Records contained in a dataset:
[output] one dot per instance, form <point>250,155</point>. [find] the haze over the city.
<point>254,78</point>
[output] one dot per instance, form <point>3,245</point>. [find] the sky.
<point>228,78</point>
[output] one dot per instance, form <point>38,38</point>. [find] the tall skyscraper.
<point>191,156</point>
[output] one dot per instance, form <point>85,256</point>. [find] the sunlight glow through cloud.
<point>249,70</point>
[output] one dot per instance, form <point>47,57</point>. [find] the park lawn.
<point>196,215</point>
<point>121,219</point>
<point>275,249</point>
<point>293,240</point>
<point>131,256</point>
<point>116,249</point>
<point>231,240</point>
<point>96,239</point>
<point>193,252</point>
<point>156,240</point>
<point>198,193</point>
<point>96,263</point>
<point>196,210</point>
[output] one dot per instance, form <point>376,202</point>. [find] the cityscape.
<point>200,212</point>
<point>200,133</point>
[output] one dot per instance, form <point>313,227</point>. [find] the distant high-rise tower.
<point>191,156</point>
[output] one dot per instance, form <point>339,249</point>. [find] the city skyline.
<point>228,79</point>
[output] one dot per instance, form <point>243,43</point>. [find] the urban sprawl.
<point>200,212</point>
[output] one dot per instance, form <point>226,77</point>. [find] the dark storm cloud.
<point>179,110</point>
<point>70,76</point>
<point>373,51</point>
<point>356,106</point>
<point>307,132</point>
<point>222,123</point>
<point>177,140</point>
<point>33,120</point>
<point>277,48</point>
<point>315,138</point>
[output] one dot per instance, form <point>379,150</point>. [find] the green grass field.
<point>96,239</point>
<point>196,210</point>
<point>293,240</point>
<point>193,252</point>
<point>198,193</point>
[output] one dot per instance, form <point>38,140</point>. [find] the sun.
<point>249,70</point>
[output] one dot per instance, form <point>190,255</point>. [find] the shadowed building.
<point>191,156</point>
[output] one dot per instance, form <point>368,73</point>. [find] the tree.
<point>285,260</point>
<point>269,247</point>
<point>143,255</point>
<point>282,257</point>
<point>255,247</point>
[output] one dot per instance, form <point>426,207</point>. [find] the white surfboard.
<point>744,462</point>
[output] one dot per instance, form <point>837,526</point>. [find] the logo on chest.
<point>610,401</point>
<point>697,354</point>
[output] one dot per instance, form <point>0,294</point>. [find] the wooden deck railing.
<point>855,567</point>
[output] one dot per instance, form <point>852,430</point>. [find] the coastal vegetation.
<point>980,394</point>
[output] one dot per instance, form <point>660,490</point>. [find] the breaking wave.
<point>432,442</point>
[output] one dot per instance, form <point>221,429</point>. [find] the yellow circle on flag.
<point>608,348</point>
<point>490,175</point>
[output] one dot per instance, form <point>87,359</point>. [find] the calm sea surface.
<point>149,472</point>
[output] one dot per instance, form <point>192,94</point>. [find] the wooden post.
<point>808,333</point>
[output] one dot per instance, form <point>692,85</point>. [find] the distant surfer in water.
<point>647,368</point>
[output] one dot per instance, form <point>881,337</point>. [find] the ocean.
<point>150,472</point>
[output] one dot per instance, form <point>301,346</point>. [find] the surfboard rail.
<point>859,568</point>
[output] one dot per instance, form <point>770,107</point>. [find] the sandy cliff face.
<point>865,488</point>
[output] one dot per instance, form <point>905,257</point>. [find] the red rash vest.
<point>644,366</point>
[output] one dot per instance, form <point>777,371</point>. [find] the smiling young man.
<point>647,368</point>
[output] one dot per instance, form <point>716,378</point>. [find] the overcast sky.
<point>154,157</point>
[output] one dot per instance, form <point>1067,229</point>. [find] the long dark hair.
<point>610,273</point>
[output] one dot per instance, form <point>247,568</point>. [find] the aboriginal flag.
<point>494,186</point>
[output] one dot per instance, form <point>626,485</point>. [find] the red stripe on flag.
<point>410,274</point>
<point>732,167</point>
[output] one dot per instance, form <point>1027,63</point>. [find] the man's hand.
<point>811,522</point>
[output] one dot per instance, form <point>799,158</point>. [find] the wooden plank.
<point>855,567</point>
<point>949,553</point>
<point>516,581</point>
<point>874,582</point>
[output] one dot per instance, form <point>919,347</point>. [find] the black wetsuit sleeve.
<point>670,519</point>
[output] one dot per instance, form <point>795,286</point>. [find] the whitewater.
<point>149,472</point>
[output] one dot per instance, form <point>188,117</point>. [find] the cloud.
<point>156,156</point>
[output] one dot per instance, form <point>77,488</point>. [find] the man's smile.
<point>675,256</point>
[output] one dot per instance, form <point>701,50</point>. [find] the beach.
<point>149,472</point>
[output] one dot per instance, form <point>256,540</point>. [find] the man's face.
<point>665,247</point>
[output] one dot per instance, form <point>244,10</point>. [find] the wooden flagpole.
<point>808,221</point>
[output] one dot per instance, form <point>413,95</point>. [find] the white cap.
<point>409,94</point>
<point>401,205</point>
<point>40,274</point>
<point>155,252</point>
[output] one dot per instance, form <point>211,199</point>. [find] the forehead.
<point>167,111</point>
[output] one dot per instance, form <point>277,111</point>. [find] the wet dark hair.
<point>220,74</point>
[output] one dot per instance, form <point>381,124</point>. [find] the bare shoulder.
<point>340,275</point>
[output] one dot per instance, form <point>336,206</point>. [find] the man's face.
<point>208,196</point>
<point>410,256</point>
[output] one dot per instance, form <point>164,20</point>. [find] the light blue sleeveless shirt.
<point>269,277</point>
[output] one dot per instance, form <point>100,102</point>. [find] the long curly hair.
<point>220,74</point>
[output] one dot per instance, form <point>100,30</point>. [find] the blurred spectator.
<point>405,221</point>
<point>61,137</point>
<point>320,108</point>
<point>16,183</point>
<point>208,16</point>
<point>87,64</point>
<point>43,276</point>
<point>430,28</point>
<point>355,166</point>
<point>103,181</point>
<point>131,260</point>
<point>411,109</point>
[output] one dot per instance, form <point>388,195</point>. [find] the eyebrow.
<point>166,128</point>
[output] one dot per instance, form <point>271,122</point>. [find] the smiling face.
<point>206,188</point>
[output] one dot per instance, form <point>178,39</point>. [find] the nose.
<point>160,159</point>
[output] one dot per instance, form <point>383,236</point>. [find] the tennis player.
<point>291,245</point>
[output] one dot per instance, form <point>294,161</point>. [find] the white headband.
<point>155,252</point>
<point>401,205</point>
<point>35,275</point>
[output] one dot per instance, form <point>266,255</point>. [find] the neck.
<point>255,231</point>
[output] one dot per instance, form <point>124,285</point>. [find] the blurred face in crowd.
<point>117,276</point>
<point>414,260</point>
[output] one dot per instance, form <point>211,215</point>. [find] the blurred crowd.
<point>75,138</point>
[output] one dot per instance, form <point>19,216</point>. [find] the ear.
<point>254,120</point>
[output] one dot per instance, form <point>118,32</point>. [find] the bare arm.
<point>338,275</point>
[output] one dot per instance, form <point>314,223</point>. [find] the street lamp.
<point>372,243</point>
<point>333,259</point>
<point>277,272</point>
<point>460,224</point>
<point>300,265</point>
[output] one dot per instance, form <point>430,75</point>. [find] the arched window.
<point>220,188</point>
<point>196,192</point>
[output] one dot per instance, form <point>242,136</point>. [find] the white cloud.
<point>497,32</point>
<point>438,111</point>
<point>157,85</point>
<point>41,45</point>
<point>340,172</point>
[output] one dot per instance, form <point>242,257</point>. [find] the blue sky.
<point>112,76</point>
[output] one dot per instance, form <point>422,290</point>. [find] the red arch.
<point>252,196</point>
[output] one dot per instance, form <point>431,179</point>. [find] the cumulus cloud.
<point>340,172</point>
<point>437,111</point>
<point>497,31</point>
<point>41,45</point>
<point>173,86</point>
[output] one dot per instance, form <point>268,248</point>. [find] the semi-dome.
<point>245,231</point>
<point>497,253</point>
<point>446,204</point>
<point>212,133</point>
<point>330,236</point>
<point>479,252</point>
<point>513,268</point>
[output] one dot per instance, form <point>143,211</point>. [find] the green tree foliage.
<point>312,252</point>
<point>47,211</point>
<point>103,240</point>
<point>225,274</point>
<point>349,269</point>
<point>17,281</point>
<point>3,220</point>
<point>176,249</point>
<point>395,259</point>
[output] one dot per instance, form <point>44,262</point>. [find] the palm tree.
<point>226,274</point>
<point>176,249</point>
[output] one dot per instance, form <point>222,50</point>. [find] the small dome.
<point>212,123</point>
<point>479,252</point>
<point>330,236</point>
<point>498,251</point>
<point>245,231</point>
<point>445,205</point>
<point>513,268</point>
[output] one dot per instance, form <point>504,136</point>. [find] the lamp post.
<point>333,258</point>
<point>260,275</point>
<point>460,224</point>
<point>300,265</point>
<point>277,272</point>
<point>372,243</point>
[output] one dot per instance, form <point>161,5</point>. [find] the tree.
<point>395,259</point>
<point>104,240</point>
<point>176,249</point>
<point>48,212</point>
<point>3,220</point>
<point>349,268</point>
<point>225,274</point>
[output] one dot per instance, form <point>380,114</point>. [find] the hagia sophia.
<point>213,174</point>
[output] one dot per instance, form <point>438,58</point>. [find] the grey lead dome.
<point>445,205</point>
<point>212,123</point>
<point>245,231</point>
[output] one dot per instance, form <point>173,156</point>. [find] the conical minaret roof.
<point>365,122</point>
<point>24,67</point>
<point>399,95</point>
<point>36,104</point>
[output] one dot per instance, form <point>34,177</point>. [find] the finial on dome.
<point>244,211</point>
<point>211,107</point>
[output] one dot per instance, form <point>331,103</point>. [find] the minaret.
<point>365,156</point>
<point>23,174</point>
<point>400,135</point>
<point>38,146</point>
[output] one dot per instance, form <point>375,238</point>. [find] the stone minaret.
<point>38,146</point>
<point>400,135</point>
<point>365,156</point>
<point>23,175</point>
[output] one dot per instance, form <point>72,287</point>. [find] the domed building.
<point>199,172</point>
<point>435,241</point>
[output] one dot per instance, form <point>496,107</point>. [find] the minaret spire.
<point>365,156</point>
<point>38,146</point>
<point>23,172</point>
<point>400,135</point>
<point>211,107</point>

PROMPT >> Every line from the one that contains "[output] one dot per instance, form <point>496,107</point>." down to and including the last line of the records above must be set down exactly, with nothing else.

YOUR RESPONSE >>
[output] one dot per instance, form <point>496,107</point>. [find] the minaret spire.
<point>365,156</point>
<point>38,146</point>
<point>23,172</point>
<point>400,135</point>
<point>211,107</point>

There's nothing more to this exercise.